L’io poetico mostra storie quotidiane sedendosi accanto a loro nell’autobus o percorrendo le stesse vie ed i sentieri dei boschi. I versi si manifestano come fugaci fotografie di attimi accorpati che raccontano la vita di queste donne, ed è un’abilità apprezzabile quella di saper usare pochi dettagli per esporre al lettore il carattere di un personaggio e/o un evento importante, poche pennellate che illustrano un intero paesaggio. Ad esempio si legga la lirica “(di)segni del quotidiano”.

“Ormai da due mesi/ Matilde era anoressica/ ma nessuno sapeva/ che nel destino/ del suo polmone destro/ nascondeva l’incognita/ di un peso obeso”

Maria Pina Ciancio inserisce nel primo verso la dimensione temporale per rendere il lettore partecipe a livello emozionale del passato della protagonista Matilde che, da due mesi, soffre di anoressia. In questo piccolo paese ogni giornata si consuma simile alla precedente ed alla successiva, qualsiasi fatto inconsueto viene notato, essere fuori dalla norma diventa un peccato.

- **Compiti da svolgere**:
1) Elenca, uno per riga, tutti i versi della lirica “(di)segni del quotidiano” riportati nel brano.
2) Trascrivi dal brano il testo che va da “Maria Pina Ciancio” fino a “diventa un peccato.” compreso.
Il materiale proviene da una fonte diversa.

- **Materiale elencato**:
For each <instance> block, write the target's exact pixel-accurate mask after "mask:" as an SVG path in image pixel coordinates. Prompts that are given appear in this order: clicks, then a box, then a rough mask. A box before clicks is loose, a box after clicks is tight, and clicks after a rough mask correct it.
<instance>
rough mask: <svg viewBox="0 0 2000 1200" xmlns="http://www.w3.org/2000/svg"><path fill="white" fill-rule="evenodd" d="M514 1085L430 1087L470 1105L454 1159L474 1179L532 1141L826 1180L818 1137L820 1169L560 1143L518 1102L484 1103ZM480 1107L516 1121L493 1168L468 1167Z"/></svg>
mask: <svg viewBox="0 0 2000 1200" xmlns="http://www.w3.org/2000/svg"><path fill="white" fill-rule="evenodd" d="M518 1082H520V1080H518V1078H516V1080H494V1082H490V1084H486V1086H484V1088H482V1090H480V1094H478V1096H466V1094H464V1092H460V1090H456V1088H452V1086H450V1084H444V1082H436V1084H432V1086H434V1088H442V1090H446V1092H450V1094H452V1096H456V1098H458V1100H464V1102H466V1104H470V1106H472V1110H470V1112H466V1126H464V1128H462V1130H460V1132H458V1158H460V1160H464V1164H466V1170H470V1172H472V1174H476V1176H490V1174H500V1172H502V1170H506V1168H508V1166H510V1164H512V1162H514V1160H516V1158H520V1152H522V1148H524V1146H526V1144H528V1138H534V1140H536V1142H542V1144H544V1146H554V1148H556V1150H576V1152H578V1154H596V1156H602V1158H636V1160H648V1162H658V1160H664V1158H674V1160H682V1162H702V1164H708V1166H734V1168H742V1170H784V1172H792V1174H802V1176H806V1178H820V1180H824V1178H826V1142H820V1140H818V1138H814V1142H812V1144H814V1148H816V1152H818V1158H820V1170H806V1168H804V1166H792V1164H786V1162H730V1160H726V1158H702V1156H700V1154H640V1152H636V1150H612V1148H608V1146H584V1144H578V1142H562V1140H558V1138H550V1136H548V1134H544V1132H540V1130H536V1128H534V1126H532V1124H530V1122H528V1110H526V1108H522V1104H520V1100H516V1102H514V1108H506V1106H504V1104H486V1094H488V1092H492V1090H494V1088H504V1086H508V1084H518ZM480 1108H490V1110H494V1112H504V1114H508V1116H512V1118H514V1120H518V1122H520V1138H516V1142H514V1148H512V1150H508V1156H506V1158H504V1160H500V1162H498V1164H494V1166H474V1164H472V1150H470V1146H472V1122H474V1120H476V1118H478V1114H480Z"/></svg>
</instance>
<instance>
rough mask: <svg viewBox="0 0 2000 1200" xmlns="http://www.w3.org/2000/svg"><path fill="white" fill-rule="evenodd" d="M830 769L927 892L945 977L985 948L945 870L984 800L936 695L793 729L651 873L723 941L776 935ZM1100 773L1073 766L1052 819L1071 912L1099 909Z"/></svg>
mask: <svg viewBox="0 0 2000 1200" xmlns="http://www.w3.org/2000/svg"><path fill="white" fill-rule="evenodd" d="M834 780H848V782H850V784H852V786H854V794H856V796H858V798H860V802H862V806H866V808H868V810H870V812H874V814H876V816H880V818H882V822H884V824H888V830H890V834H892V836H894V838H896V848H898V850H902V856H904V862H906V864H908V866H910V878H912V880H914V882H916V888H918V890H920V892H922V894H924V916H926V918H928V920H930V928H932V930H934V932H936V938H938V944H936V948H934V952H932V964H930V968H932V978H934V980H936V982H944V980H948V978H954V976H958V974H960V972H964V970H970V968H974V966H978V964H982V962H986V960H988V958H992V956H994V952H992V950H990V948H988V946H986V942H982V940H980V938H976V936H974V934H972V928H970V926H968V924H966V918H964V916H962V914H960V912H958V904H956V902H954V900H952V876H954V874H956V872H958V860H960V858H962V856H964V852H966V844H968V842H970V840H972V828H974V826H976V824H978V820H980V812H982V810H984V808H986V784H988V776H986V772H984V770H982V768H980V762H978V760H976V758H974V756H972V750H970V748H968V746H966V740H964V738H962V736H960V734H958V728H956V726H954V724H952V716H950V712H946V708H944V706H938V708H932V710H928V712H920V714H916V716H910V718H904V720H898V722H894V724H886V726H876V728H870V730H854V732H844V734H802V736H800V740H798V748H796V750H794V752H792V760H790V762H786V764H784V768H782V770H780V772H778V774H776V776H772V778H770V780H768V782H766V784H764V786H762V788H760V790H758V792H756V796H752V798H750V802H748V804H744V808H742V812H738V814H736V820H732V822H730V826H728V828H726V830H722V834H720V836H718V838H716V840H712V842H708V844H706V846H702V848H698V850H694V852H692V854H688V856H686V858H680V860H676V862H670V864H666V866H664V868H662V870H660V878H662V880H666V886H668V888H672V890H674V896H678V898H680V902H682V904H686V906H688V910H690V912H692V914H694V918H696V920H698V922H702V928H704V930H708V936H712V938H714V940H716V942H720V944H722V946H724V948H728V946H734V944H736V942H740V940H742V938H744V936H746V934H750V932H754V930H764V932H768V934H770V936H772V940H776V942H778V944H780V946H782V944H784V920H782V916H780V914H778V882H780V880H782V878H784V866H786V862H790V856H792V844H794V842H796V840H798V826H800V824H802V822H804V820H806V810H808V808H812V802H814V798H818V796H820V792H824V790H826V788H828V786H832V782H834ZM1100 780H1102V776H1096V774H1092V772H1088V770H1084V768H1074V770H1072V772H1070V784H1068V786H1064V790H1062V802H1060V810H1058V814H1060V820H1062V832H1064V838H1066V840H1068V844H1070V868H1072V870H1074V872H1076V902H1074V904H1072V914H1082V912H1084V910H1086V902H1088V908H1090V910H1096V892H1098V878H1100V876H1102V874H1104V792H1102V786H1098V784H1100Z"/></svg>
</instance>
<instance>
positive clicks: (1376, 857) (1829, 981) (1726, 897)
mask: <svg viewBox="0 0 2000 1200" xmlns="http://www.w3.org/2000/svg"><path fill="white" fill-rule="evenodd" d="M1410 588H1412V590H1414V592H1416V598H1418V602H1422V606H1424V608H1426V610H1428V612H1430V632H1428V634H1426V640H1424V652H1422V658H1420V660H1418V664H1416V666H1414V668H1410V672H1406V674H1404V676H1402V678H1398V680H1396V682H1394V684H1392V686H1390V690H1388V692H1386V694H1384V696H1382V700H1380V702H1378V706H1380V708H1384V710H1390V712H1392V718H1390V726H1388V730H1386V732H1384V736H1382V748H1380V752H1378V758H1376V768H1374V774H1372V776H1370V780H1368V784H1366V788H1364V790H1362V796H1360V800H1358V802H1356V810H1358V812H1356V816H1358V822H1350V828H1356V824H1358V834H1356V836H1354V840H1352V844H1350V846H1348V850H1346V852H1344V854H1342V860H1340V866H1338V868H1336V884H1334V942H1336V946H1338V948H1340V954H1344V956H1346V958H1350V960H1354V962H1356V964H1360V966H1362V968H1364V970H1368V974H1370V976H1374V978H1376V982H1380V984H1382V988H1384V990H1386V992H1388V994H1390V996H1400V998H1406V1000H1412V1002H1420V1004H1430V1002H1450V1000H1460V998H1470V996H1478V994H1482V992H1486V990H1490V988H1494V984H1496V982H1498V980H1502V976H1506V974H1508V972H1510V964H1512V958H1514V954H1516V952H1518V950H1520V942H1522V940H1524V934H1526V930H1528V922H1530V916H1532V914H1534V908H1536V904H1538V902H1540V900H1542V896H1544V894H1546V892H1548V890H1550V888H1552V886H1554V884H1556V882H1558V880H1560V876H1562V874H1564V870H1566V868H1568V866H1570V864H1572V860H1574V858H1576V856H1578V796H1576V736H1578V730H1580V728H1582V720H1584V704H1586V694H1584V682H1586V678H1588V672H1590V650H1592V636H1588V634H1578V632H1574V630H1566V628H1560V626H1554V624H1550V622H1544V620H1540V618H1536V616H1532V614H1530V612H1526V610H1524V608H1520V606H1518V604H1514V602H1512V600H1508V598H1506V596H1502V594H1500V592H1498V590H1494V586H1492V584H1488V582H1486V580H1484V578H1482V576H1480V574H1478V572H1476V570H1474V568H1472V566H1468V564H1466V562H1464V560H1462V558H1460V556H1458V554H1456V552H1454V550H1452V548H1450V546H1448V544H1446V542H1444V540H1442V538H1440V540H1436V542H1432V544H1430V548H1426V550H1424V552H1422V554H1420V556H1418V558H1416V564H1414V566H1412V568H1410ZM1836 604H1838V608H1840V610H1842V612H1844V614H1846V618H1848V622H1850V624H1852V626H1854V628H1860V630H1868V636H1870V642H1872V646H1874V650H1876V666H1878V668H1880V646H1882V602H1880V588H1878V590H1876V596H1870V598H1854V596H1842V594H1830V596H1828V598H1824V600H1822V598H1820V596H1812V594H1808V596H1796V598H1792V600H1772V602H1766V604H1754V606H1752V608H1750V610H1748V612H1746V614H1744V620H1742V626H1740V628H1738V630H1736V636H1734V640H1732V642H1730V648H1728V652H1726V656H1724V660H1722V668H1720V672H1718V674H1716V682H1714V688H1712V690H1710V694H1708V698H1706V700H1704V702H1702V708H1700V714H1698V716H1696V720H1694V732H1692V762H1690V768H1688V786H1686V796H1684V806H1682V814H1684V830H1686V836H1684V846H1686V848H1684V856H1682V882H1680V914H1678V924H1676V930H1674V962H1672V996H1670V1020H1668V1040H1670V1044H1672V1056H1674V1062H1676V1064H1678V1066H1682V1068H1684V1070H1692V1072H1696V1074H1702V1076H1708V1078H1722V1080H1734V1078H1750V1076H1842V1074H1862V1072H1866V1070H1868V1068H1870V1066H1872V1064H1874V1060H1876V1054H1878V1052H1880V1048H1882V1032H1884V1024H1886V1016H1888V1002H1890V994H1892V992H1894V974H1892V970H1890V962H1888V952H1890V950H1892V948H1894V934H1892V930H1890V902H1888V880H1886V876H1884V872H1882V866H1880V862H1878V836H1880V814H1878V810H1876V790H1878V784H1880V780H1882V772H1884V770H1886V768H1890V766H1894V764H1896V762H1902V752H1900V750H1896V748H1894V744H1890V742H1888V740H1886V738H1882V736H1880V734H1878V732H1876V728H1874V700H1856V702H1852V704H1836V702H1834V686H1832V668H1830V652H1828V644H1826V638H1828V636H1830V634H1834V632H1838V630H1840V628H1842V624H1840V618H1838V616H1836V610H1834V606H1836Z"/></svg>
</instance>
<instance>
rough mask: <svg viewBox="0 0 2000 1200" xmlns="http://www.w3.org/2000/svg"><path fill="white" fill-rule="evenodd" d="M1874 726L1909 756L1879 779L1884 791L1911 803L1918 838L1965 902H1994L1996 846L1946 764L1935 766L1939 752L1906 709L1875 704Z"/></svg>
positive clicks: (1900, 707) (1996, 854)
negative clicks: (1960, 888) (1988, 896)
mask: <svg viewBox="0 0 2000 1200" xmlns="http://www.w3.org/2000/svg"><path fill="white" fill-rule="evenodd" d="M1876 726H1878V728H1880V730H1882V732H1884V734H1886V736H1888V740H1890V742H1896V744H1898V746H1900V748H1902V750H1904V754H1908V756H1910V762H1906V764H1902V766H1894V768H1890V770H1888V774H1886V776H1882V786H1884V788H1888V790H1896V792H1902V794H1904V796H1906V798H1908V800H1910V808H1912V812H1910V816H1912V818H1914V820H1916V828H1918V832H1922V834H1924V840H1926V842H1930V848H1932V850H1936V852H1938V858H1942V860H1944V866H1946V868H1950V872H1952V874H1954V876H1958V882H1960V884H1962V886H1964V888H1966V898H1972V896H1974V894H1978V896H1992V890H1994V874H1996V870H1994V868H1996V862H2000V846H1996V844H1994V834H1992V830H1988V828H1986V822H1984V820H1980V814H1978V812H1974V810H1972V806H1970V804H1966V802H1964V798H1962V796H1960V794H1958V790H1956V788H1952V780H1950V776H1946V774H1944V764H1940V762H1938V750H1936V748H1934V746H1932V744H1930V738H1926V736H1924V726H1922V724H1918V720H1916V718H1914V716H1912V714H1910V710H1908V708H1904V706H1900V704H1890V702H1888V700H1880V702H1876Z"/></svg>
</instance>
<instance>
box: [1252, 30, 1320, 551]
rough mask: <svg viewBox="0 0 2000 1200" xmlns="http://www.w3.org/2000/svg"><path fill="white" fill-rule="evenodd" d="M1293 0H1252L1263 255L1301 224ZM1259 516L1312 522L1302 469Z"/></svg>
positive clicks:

- **Risultati**:
1)
Ormai da due mesi
Matilde era anoressica
ma nessuno sapeva
che nel destino
del suo polmone destro
nascondeva l’incognita
di un peso obeso

2)
Maria Pina Ciancio inserisce nel primo verso la dimensione temporale per rendere il lettore partecipe a livello emozionale del passato della protagonista Matilde che, da due mesi, soffre di anoressia. In questo piccolo paese ogni giornata si consuma simile alla precedente ed alla successiva, qualsiasi fatto inconsueto viene notato, essere fuori dalla norma diventa un peccato.